*Exercise:*
Copy the material below line for line, omitting the pictures.

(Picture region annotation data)
◇ ◇ ◇ ◇

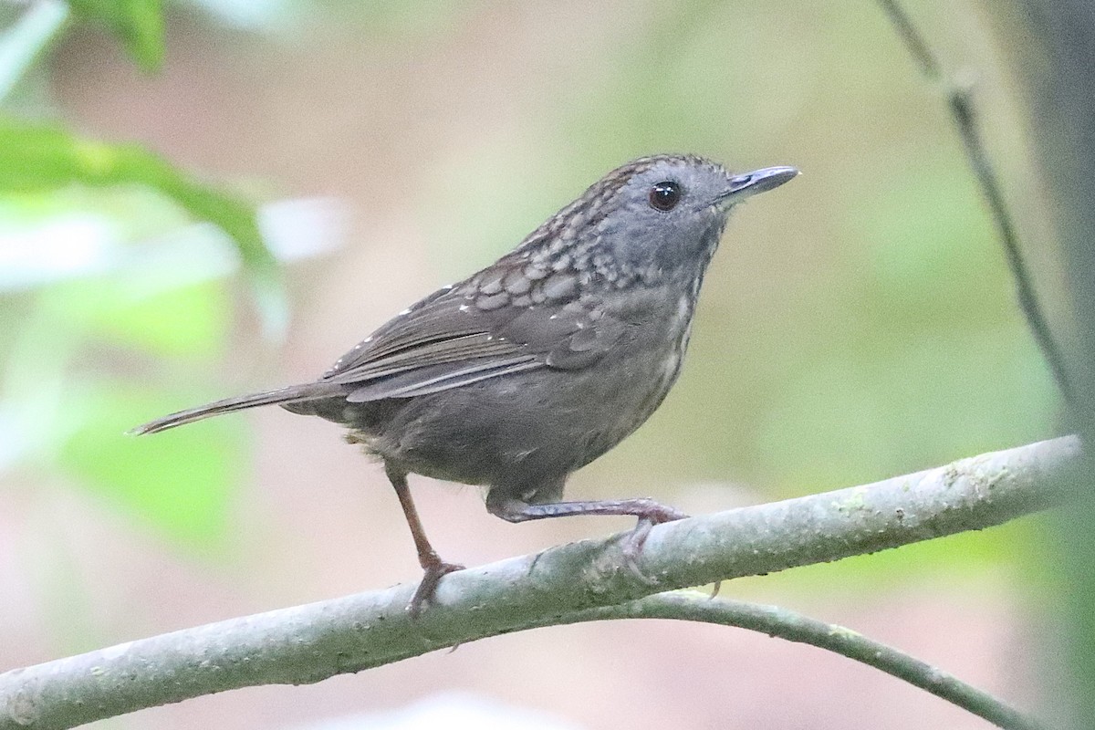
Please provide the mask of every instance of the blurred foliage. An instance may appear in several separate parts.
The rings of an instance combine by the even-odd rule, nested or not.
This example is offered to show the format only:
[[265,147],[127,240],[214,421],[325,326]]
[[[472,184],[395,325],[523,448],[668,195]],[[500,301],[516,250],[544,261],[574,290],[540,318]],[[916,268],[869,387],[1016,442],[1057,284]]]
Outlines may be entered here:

◇ ◇ ◇ ◇

*The completed task:*
Please provide the mask of every instance of the blurred foliage. An instance may appear in several separate parts.
The rings of an instance combine by the even-odd rule, nested or not.
This example is offered to show the format only:
[[265,147],[127,240],[214,421],[325,326]]
[[[472,184],[395,325],[523,448],[668,195]],[[500,301],[516,250],[544,261],[574,290],[540,318]],[[916,268],[869,387],[1016,442],[1057,284]]]
Outlines may be entered here:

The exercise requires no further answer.